### EXERCISE DETAILS:
Return every one of the lines below verbatim, leaving out the pictures.
-- BEGIN EXERCISE INPUTS --
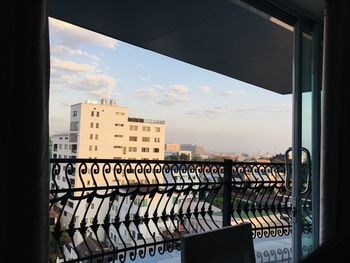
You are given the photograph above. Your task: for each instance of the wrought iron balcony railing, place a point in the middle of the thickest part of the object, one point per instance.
(110, 210)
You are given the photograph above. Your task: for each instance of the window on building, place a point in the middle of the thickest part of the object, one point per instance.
(117, 147)
(145, 149)
(73, 137)
(133, 138)
(134, 127)
(74, 148)
(132, 149)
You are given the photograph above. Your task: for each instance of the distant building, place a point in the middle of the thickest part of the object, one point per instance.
(196, 149)
(105, 131)
(102, 131)
(172, 147)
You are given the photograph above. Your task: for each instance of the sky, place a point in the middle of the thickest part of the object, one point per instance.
(199, 106)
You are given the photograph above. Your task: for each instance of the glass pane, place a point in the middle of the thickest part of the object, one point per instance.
-- END EXERCISE INPUTS --
### RESULT:
You are given the photograph above. Your task: for each instance of the wrought iron balcony railing, place a point in the middle of the thickest part of the object, one point per instance.
(110, 210)
You are given the photograph above. Your task: for each instance of the window on building, place a point in the middle of the thickest part of the object, one point per instance.
(117, 147)
(145, 149)
(73, 137)
(133, 138)
(134, 127)
(74, 148)
(132, 149)
You are given the photograph above. Your task: for each instance of the distant building, place a point in the middle of the thickest part of the object, one point per instance.
(196, 149)
(105, 131)
(102, 131)
(172, 147)
You are given the photograph above. Your task: for each instance of the sky, place a point in the middle of the thickest part of the object, one point per instance.
(199, 106)
You are given the photograph above. Your task: for each instance of the glass pane, place a point in the middle of the thickest part of the object, one point per instance.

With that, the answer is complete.